◆ Consigne ◆
Pouvez-vous prolonger l'article sur le jumelage entre Sambreville et Gessopalena, reproduit plus bas, en reprenant après sa dernière phrase ?

◆ Extrait de page ◆

L'année suivante, les Sambrevillois se rendent à Gessopalena. Une belle surprise. Tout le village nous attendait. Nous avons défilé dans les rues, le maire en tête. On se serait cru dans un épisode de Don Camillo et Peppone, se souvient Giovanni Votano. Les liens se resserrent.
La suite ne doit plus rien au hasard. Ce vendredi le jumelage sera officiellement porté sur les fonts baptismaux (à 11 h à l'hôtel de ville). L'aventure se poursuit. Passionnante. Humaine.
La technique s'efface, le plaisir de jouer s'installe
Elle a la fraîcheur de ses 19 ans. Cheveux blonds sur peau blanche. On la sent un peu timide. Charmante. Son sourire, large, efface heureusement le côté trop strict de son costume de musicienne de l'Ensemble Votano. Un costume qui lui donne l'air d'une jeune fille sage. Pourtant quand on lui parle de Gessopalena, Eléonore-Rose Marlier a les yeux qui s'éclairent. Elle s'emballe pour ce village devenu son village depuis qu'elle a décidé d'étudier la littérature et les langues étrangères à l'université de Pescara. Par amour pour l'Italie, bien sûr, mais aussi parce que son cœur bat la chamade pour Claudio d'Amone, un membre de l'orchestre Armando Manzi.
Ce que j'aime dans ce village, c'est que tout le monde connaît tout le monde, lance Eléonore-Rose. Le style de vie est complètement différent. C'est beaucoup plus relax. On vit entre amis. Dans le calme et la sérénité des nuits étoilées italiennes. Le jumelage? Elle trouve ça intéressant: C'est le moyen de retrouver ses origines, ses racines.
Rosario Sambuco, intervient dans la conversation. Lui, il a fait le chemin inverse. Par amour aussi. Flûtiste, il a débarqué à Liège pour année de spécialisation au conservatoire. A Sambreville, on découvre chaque fois une autre culture. Ce qui permet d'apprécier un peu plus la nôtre. Le jumelage n'est donc pas qu'un symbole suranné, un folkore un peu désuet dans le siècle de l'hypercommunication. Non, c'est aussi l'occasion de toucher à l'essentiel: l'émotion partagée. En toute simplicité.
Au niveau musical, c'est également passionnant, ajoute Eléonore-Rose. Il y a dans les deux orchestres une multitude d'instruments. Ce qui est important dans la rencontre, ce ne sont pas les partitions mais le plaisir de jouer ensemble. Un plaisir fugace en attendant d'autres retrouvailles. Un plaisir ancré dans un ici et maintenant que ne renieraient pas les hédonistes.
Le directeur Mario Tiberini garde ses sens en éveil
Il était écrit que Gessopalena allait vivre au rythme de la musique. C'est là qu'est née la plus ancienne fanfare des Abruzzes, en 1750. C'est là aussi qu'a vécu Armando Manzi, un tromboniste célèbre en Italie pour avoir joué avec les plus grands orchestres du pays. Alors, quand il y a une dizaine d'années, Mario Tiberini a eu l'idée de créer une école de musique en annexe de l'école primaire, le nom s'est imposé de lui-même.

◆ Matériel fourni ◆
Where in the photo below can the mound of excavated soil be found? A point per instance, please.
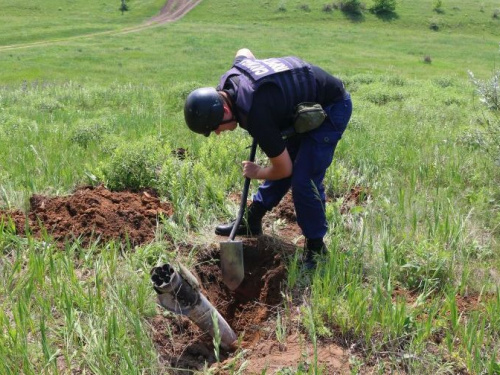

◆ Réponse ◆
L'homme est passionnant. Dans son petit village, il se bat en compagnie de son président pour faire vivre un enfant - il y a une cinquantaine de musiciens de 8 à 60 ans - financé entièrement par les parents des élèves. Sans subsides de l'Etat, ni de la Province et avec une petite aide de la commune administrée par un jeune maire de 31 ans qui fait déjà figure d'ancien dans un collège où il est le plus âgé. Etonnant.
A 36 ans, Mario cumule les fonctions de professeur de musique, de directeur et de chef d'orchestre. Le jumelage avec Sambreville, c'est, selon lui, du pain bénit. L'intérêt, c'est de voir et d'écouter des musiciens qui jouent un autre répertoire. Nous sommes plutôt tournés vers les classiques italiens alors que l'Ensemble Votano touche à tout. Il s'arrête, devient pensif et ajoute: Pour Gessopalena, ce jumelage est une occasion unique de permettre aux jeunes de jouer loin de chez eux. C'est autre chose que des vacances.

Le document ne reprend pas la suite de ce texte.